◆ Exercise description: From the page on Value Iteration Networks in PyTorch, extract the stretch from "VIN: Value Iteration" through "a 'planning' sub-module." word for word.

══ Text to read

PyTorch implementation of Value Iteration Networks (VIN): Clean, Simple and Modular. Visualization in Visdom.

Overview

VIN: Value Iteration Networks

This is an implementation of Value Iteration Networks (VIN) in PyTorch to reproduce the results.(TensorFlow version)

Architecture of Value Iteration Network

Key idea

  • A fully differentiable neural network with a 'planning' sub-module.
  • Value Iteration = Conv Layer + Channel-wise Max Pooling
  • Generalize better than reactive policies for new, unseen tasks.

Learned Reward Image and Its Value Images for each VI Iteration

Visualization Grid world Reward Image Value Images
8x8
16x16
28x28

Dependencies

This repository requires following packages:

  • Python >= 3.6
  • Numpy >= 1.12.1
  • PyTorch >= 0.1.10
  • SciPy >= 0.19.0
  • visdom >= 0.1

Datasets

Each data sample consists of (x, y) coordinates of current state in grid world, followed by an obstacle image and a goal image.

Dataset size 8x8 16x16 28x28
Train set 77760 776440 4510695
Test set 12960 129440 751905

Running Experiment: Training

Grid world 8x8

python run.py --datafile data/gridworld_8x8.npz --imsize 8 --lr 0.005 --epochs 30 --k 10 --batch_size 128

Grid world 16x16

python run.py --datafile data/gridworld_16x16.npz --imsize 16 --lr 0.008 --epochs 30 --k 20 --batch_size 128

Grid world 28x28

python run.py --datafile data/gridworld_28x28.npz --imsize 28 --lr 0.003 --epochs 30 --k 36 --batch_size 128

Flags:

  • datafile: The path to the data files.

════
══ Material provided

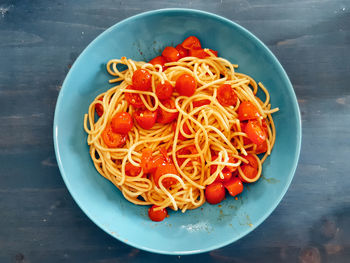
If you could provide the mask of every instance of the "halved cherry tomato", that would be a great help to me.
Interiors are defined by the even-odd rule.
[[[243,192],[243,184],[238,177],[234,177],[228,182],[225,182],[224,186],[227,189],[228,193],[232,196],[236,196]]]
[[[141,167],[135,166],[132,163],[126,163],[125,164],[125,173],[128,176],[138,176],[141,173]]]
[[[168,62],[175,62],[180,59],[180,53],[179,51],[174,47],[166,47],[164,48],[162,52],[162,56],[166,59]]]
[[[175,174],[178,175],[176,167],[173,163],[163,162],[161,165],[157,166],[155,173],[153,174],[153,180],[156,186],[159,187],[159,179],[164,174]],[[162,184],[165,188],[169,188],[170,186],[177,183],[177,180],[172,177],[164,178],[162,180]]]
[[[267,141],[265,140],[262,144],[256,146],[255,153],[261,154],[267,152]]]
[[[184,125],[182,125],[182,129],[183,129],[183,131],[184,131],[187,135],[190,135],[190,134],[191,134],[191,131],[190,131],[190,129],[188,128],[186,122],[184,123]],[[182,133],[181,133],[180,130],[179,130],[179,135],[178,135],[177,138],[178,138],[179,140],[181,140],[181,141],[187,140],[187,138],[186,138],[184,135],[182,135]]]
[[[159,82],[156,86],[156,95],[160,100],[170,99],[173,94],[174,87],[169,83],[169,81],[164,81],[162,84]]]
[[[127,134],[132,125],[132,118],[128,112],[117,112],[111,121],[113,132],[121,134]]]
[[[189,57],[196,57],[196,58],[206,58],[206,57],[210,57],[210,55],[204,51],[204,49],[199,48],[199,49],[195,49],[192,48],[190,49],[190,52],[188,53]]]
[[[132,86],[136,90],[149,91],[152,88],[152,75],[147,69],[137,69],[132,75]]]
[[[218,177],[216,177],[214,182],[221,182],[221,183],[225,183],[228,182],[231,178],[232,178],[232,172],[230,171],[224,171],[225,169],[223,169],[222,174],[224,176],[223,179],[221,179],[220,174],[218,175]]]
[[[260,117],[258,109],[250,101],[242,101],[238,107],[238,118],[240,121],[257,119]]]
[[[260,145],[266,140],[266,133],[258,121],[248,121],[245,127],[245,133],[256,145]]]
[[[103,99],[102,99],[102,97],[101,97],[101,98],[99,98],[98,100],[102,101]],[[101,104],[96,104],[96,105],[95,105],[95,111],[96,111],[97,115],[98,115],[99,117],[101,117],[101,116],[103,115],[103,106],[102,106]]]
[[[156,205],[151,206],[148,209],[148,216],[152,221],[160,222],[160,221],[163,221],[164,218],[167,217],[168,211],[165,208],[160,209],[160,210],[155,210],[155,208],[157,208],[157,207],[158,206],[156,206]]]
[[[249,164],[243,164],[241,169],[244,176],[248,177],[249,179],[254,179],[258,175],[258,168],[254,168]],[[240,175],[239,175],[239,178],[241,178],[242,182],[247,183],[247,181],[244,180],[244,178],[242,178]]]
[[[126,143],[127,135],[114,133],[110,124],[106,126],[101,135],[102,140],[109,148],[122,147]]]
[[[175,89],[181,96],[192,96],[197,88],[197,82],[190,74],[182,74],[177,78]]]
[[[255,159],[255,157],[251,154],[248,154],[247,156],[242,156],[244,159],[246,159],[252,167],[258,169],[259,164],[258,161]]]
[[[210,100],[195,100],[192,102],[192,105],[194,108],[196,108],[204,105],[209,105],[210,102],[211,102]]]
[[[176,152],[176,156],[179,156],[179,155],[192,155],[192,154],[197,154],[198,151],[196,149],[196,147],[192,144],[192,145],[189,145],[189,146],[186,146],[180,150],[178,150]],[[179,163],[179,165],[181,166],[184,161],[186,160],[186,158],[180,158],[180,157],[177,157],[177,162]],[[191,161],[189,163],[191,163],[193,161],[197,161],[197,162],[200,162],[200,157],[192,157],[191,158]]]
[[[225,198],[225,187],[221,182],[214,182],[205,188],[205,199],[209,204],[215,205]]]
[[[137,110],[133,114],[135,121],[141,128],[151,129],[157,120],[157,111]]]
[[[181,44],[178,44],[176,47],[177,51],[179,51],[180,58],[184,58],[188,56],[188,51]]]
[[[186,38],[182,42],[181,46],[184,49],[192,49],[192,48],[197,48],[198,49],[198,48],[202,48],[201,42],[195,36],[189,36],[188,38]]]
[[[134,106],[135,108],[141,108],[144,106],[143,101],[140,97],[139,94],[136,93],[129,93],[127,92],[127,90],[130,89],[134,89],[131,85],[129,85],[126,90],[124,91],[124,96],[125,96],[125,100],[132,106]]]
[[[163,71],[167,69],[167,67],[164,66],[164,64],[167,63],[167,61],[162,56],[155,57],[154,59],[150,60],[149,63],[151,63],[152,65],[161,65],[163,68]]]
[[[234,106],[237,103],[237,95],[229,84],[222,84],[218,88],[217,99],[224,106]]]
[[[168,109],[176,109],[175,102],[172,99],[163,100],[162,103]],[[170,123],[174,121],[178,115],[179,112],[168,112],[159,107],[157,113],[157,122],[163,124]]]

════

◆ Worked solution:
VIN: Value Iteration Networks

This is an implementation of Value Iteration Networks (VIN) in PyTorch to reproduce the results.(TensorFlow version)

Architecture of Value Iteration Network

Key idea

  • A fully differentiable neural network with a 'planning' sub-module.